§ Required action:
Type out all the data below, word for word.

§ Saved entries:
━━━━━━━━
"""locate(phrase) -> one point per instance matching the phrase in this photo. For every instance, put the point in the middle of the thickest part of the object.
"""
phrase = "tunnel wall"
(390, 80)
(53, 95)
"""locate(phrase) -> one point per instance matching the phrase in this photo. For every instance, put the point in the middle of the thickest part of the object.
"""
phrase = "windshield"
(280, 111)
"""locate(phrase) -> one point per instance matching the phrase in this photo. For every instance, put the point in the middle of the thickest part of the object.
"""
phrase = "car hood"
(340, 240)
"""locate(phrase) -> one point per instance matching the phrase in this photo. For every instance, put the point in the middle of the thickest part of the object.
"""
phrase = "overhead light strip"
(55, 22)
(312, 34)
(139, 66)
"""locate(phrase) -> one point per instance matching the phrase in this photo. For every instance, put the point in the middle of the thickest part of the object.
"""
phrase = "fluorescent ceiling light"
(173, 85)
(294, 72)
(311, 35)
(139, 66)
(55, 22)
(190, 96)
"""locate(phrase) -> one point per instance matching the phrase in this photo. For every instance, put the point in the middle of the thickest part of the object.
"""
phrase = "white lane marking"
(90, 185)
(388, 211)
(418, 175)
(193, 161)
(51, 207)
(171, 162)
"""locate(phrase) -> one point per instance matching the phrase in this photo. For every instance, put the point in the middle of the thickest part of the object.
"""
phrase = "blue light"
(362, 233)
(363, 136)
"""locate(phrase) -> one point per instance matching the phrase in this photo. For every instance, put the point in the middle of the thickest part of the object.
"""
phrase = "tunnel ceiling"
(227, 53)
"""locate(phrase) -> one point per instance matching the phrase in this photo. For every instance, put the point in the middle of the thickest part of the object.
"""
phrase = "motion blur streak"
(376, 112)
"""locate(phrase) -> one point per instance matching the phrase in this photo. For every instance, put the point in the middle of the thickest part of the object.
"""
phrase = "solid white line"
━━━━━━━━
§ Task output:
"""locate(phrase) -> one point per instance matching the phrase in this photo. For every instance, put the point in the middle of the thickest part of the object.
"""
phrase = "tunnel wall"
(390, 80)
(53, 95)
"""locate(phrase) -> one point per instance matching the phrase in this photo. For every instance, put the point in the middle of the thickest part of the object.
"""
phrase = "windshield"
(280, 111)
"""locate(phrase) -> one point per instance matching the phrase in this photo. For every instance, put the point in the middle of the thickest part of the object.
"""
phrase = "car hood"
(340, 240)
"""locate(phrase) -> one point per instance matching the phrase in this photo. For every instance, put the point in the middle of the thickest part of the object.
"""
phrase = "overhead light strip"
(55, 22)
(312, 34)
(139, 66)
"""locate(phrase) -> one point per instance matching the phrase in this photo. For every instance, put the point in the middle of the thickest part of the object.
"""
phrase = "fluorescent ceiling light"
(173, 85)
(294, 72)
(311, 35)
(139, 66)
(55, 22)
(190, 96)
"""locate(phrase) -> one point per instance matching the phrase in this photo. For every instance, put the point in the middle of the thickest part of the object.
"""
phrase = "white lane marking"
(90, 185)
(388, 211)
(418, 175)
(193, 161)
(51, 207)
(171, 162)
"""locate(phrase) -> one point per instance matching the phrase in this photo. For every instance, put the point in the middle of the thickest part of the object.
"""
phrase = "blue light"
(362, 233)
(363, 136)
"""locate(phrase) -> one point per instance matching the phrase in this photo. For every instance, put the point in the middle of the thickest part of the object.
"""
phrase = "tunnel ceiling"
(227, 53)
"""locate(phrase) -> one point per instance matching the phrase in this photo. For every instance, put the point in the middle of the thickest part of the object.
"""
phrase = "motion blur streak"
(376, 112)
"""locate(phrase) -> one point per instance matching the phrase in this photo. For every instance, put the point in the middle of the thickest part of the object.
"""
phrase = "solid white line"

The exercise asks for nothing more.